-------- SUPPLIED ENTRIES

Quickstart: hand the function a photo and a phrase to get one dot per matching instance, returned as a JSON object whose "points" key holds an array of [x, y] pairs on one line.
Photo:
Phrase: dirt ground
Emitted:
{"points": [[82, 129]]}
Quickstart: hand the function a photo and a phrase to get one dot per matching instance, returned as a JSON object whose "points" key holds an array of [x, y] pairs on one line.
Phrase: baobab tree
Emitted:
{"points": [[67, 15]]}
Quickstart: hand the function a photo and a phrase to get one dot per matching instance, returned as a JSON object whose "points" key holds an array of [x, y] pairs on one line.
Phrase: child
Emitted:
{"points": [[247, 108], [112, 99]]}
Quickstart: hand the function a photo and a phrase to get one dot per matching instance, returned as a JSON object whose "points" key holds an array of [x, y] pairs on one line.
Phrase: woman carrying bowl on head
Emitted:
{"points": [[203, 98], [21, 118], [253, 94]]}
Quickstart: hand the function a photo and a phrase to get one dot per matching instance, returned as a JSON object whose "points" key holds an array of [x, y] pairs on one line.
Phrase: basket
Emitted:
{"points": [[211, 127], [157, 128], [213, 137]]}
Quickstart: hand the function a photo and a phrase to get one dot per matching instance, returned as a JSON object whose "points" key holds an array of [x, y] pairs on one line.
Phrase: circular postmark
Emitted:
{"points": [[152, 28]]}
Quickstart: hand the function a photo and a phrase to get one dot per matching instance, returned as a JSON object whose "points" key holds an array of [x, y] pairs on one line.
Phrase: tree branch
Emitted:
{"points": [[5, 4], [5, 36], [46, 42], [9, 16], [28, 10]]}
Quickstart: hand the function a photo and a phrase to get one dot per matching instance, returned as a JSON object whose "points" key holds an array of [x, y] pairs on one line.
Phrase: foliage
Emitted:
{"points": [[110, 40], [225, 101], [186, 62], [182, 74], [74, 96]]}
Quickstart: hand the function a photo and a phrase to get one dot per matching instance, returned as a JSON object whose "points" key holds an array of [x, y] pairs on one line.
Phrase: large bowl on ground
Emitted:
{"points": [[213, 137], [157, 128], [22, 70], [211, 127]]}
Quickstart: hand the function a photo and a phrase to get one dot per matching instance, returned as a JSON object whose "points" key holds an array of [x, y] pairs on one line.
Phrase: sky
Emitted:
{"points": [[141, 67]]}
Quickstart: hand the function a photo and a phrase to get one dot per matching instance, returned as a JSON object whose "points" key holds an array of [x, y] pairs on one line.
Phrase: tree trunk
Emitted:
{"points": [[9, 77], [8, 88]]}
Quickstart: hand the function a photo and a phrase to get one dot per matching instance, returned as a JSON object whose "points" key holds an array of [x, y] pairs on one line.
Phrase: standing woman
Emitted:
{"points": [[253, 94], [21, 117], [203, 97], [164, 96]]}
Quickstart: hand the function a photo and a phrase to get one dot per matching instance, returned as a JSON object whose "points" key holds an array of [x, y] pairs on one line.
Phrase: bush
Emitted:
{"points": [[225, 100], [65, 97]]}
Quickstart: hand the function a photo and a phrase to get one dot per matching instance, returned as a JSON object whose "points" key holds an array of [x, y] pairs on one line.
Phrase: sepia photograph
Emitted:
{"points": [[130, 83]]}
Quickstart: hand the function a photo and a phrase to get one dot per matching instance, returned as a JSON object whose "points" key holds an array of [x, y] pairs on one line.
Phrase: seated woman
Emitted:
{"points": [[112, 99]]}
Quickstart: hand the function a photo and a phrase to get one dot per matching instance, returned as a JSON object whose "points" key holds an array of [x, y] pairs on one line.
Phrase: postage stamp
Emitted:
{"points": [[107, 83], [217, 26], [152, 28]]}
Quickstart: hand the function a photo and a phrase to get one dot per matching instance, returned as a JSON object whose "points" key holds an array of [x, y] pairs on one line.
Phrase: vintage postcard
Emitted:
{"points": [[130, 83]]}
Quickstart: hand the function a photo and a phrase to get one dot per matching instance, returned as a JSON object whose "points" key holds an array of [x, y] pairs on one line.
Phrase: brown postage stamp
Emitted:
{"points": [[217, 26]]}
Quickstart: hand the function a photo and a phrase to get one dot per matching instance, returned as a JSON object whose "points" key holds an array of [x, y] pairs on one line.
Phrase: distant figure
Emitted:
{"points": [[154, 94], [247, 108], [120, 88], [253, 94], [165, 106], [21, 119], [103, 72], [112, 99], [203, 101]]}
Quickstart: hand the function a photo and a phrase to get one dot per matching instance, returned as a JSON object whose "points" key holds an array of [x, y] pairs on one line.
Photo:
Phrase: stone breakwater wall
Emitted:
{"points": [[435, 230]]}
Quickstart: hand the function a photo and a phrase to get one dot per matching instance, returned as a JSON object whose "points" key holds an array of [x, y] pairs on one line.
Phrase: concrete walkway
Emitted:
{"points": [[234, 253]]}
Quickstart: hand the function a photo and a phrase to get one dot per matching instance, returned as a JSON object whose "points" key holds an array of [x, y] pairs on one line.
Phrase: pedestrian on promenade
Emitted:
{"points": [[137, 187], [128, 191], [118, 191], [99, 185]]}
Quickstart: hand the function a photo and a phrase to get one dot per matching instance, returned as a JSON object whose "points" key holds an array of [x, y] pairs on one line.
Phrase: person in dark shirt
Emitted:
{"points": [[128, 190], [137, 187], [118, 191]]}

----------------
-------- SUPPLIED ENTRIES

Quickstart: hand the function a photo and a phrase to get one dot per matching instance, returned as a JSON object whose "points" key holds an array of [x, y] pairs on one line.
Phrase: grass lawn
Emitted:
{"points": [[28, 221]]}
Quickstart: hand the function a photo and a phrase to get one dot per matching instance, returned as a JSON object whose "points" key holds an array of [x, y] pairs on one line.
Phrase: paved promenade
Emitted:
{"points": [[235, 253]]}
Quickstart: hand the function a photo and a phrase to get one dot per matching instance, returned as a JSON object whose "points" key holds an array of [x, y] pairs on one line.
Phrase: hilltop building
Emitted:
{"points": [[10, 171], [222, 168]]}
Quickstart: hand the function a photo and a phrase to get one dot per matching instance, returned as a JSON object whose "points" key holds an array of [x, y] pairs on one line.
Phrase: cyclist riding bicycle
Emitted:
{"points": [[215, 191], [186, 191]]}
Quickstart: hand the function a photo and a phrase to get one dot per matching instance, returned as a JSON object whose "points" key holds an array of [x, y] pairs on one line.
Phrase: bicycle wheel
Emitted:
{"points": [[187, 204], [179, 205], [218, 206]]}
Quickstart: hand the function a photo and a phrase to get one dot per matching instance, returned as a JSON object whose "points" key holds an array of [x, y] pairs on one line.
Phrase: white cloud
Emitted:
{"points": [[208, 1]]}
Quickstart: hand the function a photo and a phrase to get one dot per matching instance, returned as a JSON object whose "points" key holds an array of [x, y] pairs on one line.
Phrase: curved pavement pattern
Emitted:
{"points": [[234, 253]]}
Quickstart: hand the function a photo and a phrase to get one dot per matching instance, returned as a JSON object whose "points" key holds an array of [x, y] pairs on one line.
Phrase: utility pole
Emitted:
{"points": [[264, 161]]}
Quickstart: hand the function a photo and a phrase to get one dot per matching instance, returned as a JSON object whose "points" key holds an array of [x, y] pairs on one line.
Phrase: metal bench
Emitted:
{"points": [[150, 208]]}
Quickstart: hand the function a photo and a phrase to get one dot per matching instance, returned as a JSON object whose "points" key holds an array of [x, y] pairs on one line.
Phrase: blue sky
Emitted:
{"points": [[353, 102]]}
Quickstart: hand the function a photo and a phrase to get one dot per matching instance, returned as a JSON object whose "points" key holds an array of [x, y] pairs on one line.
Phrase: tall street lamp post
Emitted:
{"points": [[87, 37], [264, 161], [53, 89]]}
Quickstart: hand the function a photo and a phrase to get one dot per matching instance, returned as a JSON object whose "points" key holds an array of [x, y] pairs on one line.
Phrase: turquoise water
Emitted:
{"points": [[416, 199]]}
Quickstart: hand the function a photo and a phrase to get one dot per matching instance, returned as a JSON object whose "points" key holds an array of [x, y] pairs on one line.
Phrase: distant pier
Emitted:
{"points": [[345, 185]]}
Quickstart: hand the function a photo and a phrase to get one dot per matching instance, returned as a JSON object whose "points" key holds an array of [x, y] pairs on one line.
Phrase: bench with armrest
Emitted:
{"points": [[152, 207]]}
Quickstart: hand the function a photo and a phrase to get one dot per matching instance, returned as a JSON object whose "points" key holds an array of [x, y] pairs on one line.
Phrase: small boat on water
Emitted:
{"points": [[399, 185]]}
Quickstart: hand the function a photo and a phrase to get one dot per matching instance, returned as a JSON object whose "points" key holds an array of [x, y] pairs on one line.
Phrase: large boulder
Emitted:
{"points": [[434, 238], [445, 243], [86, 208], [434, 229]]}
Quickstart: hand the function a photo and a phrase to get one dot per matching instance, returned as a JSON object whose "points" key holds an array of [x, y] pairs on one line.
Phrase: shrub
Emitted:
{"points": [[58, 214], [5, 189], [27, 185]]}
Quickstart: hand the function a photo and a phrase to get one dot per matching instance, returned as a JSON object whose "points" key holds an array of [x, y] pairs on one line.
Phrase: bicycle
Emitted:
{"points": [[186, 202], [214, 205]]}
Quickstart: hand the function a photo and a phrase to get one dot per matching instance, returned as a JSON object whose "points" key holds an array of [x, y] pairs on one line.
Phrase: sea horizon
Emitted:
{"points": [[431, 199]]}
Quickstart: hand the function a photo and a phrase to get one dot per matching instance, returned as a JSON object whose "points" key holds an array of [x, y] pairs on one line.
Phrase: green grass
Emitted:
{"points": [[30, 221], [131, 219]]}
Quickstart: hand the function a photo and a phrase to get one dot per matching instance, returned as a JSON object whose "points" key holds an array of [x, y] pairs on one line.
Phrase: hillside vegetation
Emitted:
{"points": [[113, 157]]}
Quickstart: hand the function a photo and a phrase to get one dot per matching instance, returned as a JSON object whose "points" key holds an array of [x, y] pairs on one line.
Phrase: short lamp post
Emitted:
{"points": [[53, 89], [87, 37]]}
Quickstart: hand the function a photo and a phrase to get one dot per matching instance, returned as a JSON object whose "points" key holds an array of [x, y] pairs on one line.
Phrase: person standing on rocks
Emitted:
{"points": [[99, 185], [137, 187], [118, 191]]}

----------------

- **AIM**: State how many lines in the records contain the word "lamp", giving only the number and matching case exactly.

- **ANSWER FOR THE TASK**: 2